Solve an Equation

Use the == operator to specify the equation sin(x) == 1 and solve it.

syms x
eqn = sin(x) == 1;
solx = solve(eqn,x)

solx =
pi/2

Find the complete solution of the same equation by specifying the ReturnConditions option as true. Specify output variables for the solution, the parameters in the solution, and the conditions on the solution.

[solx, params, conds] = solve(eqn, x, 'ReturnConditions', true)

solx =
pi/2 + 2*pi*k

params =
k

conds =
in(k, 'integer')

The solution pi/2 + 2*pi*k contains the parameter k which is valid under the condition in(k, 'integer'). This condition means the parameter k must be an integer.

If solve returns an empty object, then no solutions exist. If solve returns an empty object with a warning, solutions might exist but solve did not find any solutions.

eqns = [3*x+2, 3*x+1];
solve(eqns, x)

ans =
Empty sym: 0-by-1

Use Parameters and Conditions Returned by solve to Refine Solution

Return the complete solution of an equation with parameters and conditions of the solution by specifying ReturnConditions as true.

Solve the equation sin(x) = 0. Provide two additional output variables for output arguments parameters and conditions.

- _Data provided_

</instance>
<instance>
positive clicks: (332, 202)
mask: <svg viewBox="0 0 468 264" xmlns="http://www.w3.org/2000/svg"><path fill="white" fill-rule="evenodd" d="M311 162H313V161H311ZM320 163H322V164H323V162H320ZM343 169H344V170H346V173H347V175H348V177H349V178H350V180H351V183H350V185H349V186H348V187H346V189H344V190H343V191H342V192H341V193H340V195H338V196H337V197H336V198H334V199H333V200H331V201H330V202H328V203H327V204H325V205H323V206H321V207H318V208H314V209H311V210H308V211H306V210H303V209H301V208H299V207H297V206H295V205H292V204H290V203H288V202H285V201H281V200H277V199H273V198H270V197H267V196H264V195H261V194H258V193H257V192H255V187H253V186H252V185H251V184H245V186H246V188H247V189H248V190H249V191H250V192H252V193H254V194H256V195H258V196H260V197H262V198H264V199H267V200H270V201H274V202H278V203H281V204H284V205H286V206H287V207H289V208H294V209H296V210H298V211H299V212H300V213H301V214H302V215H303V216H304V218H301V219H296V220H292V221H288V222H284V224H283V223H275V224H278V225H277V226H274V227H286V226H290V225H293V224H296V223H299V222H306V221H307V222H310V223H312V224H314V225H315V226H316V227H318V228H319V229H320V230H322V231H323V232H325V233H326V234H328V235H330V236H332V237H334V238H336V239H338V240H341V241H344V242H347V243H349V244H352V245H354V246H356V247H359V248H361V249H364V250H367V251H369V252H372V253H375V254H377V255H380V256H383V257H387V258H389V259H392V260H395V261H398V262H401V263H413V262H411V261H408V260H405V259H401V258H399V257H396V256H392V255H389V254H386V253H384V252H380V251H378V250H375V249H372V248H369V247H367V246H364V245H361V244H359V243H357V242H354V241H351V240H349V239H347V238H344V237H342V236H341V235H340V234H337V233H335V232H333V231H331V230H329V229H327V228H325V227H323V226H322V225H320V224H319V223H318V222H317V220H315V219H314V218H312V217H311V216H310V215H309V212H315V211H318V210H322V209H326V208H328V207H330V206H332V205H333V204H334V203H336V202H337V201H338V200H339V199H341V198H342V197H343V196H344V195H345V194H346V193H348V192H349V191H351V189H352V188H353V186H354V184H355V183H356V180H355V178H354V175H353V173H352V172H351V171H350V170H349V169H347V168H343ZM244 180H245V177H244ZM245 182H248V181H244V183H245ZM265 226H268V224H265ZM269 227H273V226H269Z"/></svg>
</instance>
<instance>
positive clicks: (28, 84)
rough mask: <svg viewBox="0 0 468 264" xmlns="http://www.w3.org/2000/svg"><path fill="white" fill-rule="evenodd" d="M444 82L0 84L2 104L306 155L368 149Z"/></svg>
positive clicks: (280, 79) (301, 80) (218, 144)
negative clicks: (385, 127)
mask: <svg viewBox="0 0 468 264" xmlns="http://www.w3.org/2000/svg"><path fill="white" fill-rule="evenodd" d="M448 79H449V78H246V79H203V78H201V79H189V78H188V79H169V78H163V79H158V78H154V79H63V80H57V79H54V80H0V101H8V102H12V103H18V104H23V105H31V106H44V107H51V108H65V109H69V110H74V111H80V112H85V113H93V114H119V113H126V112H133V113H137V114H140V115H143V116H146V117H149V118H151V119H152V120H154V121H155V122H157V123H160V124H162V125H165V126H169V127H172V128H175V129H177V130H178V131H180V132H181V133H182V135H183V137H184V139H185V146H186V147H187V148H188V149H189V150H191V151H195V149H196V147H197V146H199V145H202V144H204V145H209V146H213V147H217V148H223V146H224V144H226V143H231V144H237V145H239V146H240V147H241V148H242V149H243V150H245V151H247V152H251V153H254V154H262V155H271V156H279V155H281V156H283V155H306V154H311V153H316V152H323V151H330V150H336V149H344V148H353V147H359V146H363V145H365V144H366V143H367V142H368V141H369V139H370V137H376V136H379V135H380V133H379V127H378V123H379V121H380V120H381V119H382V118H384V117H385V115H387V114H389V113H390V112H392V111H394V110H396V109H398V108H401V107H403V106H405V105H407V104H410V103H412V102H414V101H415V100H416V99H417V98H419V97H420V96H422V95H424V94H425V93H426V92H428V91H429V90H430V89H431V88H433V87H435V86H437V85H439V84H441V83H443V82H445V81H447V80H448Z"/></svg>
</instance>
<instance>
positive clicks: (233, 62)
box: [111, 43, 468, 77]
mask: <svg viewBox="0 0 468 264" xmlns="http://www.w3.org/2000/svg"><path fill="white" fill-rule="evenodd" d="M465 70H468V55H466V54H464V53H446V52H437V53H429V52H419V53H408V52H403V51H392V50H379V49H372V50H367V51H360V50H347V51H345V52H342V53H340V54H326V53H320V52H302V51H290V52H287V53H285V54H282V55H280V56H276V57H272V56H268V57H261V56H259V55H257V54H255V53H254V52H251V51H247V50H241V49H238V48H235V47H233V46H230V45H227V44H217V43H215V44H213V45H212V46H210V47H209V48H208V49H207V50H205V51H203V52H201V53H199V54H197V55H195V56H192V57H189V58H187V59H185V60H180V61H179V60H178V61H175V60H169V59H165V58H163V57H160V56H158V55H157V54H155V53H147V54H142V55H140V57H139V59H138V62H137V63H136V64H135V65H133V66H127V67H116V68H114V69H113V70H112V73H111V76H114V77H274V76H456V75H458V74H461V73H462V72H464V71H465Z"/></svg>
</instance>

---

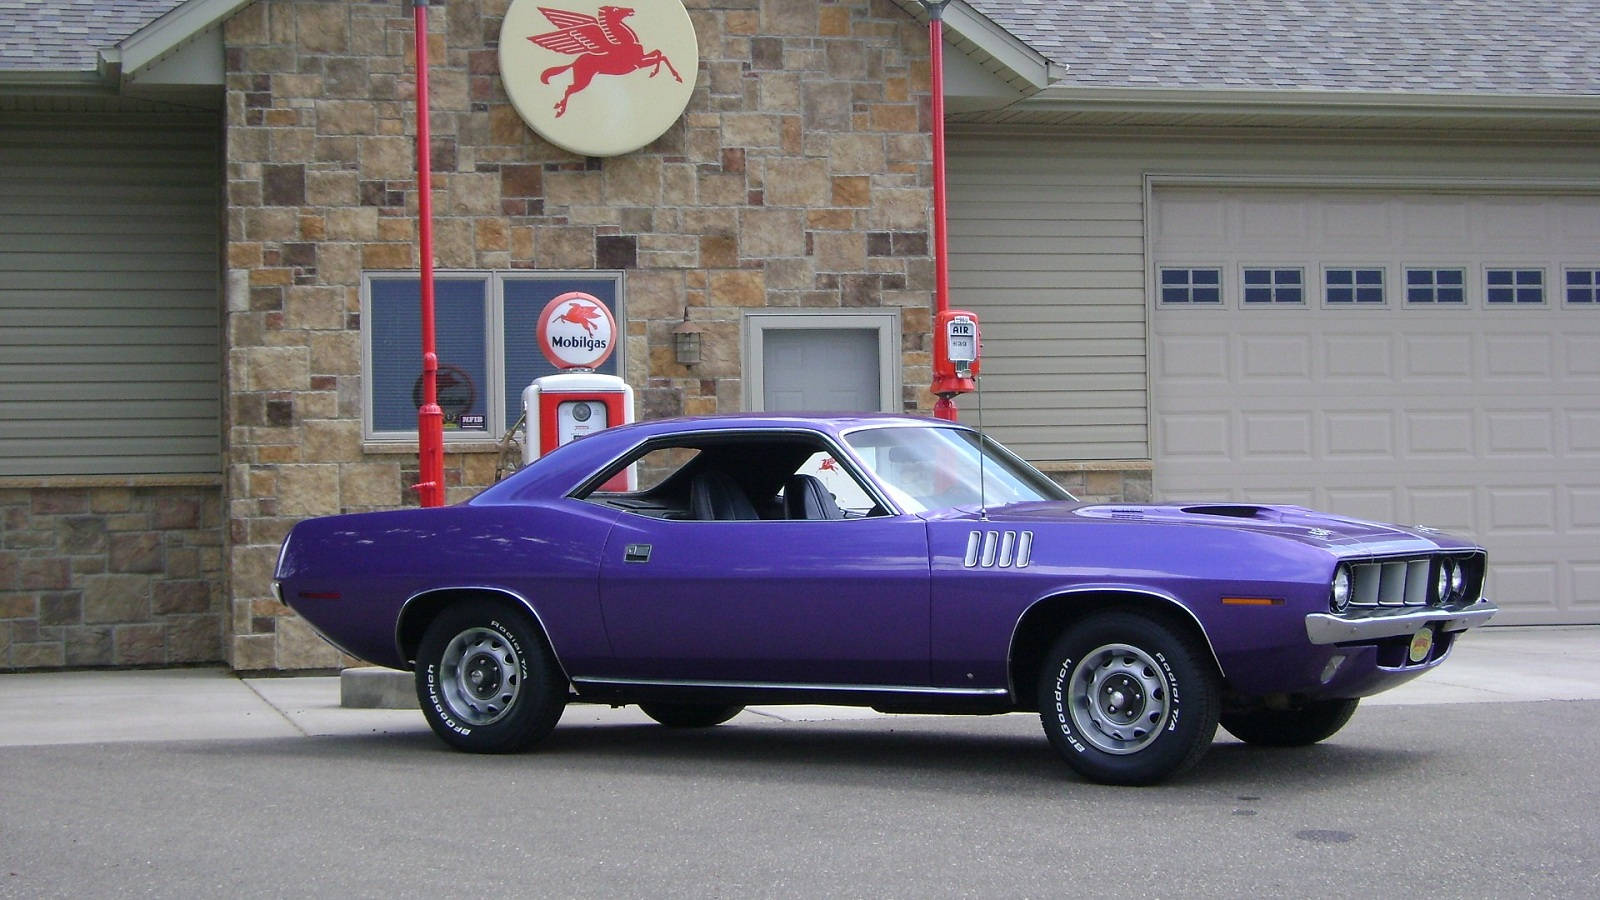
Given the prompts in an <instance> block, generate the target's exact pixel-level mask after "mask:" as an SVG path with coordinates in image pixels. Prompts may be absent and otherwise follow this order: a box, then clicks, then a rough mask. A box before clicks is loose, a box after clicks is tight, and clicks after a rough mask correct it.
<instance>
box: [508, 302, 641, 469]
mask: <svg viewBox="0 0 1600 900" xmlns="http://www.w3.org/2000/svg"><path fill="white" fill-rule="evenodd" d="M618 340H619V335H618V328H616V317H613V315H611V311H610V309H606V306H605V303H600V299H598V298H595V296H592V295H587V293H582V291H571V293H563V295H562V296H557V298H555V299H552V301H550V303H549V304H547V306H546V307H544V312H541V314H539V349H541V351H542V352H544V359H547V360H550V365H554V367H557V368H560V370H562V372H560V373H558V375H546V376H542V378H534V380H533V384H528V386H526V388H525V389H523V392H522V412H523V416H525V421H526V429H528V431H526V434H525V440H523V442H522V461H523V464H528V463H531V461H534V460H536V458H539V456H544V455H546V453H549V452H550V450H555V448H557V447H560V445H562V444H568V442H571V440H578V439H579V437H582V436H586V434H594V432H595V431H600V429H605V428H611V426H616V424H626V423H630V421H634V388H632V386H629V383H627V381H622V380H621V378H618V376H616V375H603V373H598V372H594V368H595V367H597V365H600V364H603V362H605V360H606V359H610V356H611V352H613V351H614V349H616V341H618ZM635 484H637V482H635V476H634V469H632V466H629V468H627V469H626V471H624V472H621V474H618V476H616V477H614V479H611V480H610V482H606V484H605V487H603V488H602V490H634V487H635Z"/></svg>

- _Job item_
Continue the documentation on solving equations with solve, picking up right after its last sentence.

- _Answer to the exercise_
syms x
eqn = sin(x) == 0;
[solx, param, cond] = solve(eqn, x, 'ReturnConditions', true)

solx =
pi*k
param =
k
cond =
in(k, 'integer')

The solution pi*k contains the parameter k and is valid under the condition in(k,'integer'). This condition means the parameter k must be an integer. k does not exist in the MATLAB^® workspace and must be accessed using param.

Find a valid value of k for 0 < x < 2*pi by assuming the condition, cond, and using solve to solve these conditions for k. Substitute the value of k found into the solution for x.

assume(cond)
interval = [solx > 0, solx < 2*pi];
solk = solve(interval, param)
valx = subs(solx, param, solk)

solk =
1
valx =
pi

A valid value of k for 0 < x < 2*pi is 1. This produces the value x = pi.

Alternatively, find a solution for x by choosing a value of k. Check if the value chosen satisfies the condition on k using isAlways.

Check if k = 4 satisfies the condition on k.

condk4 = subs(cond, param, 4);
isAlways(condk4)

ans =
  logical
   1

isAlways returns logical 1 (true), meaning 4 is a valid value for k. Substitute k with 4 to obtain a solution for x. Use vpa to obtain a numeric approximation.

valx = subs(solx, param, 4)
vpa(valx)

valx =
4*pi
ans =
12.566370614359172953850573533118

Solve Multivariate Equations and Assign Outputs to Variables

Avoid ambiguities when solving equations with symbolic parameters by specifying the variable for which you want to solve an equation. If you do not specify the variable, solve chooses a variable using symvar. First, solve the quadratic equation without specifying a variable. solve chooses x to return the familiar solution. Then solve the quadratic equation for a to return the solution for a.

syms a b c x
eqn = a*x^2 + b*x + c == 0;
sol = solve(eqn)
sola = solve(eqn, a)

sol =
 -(b + (b^2 - 4*a*c)^(1/2))/(2*a)
 -(b - (b^2 - 4*a*c)^(1/2))/(2*a)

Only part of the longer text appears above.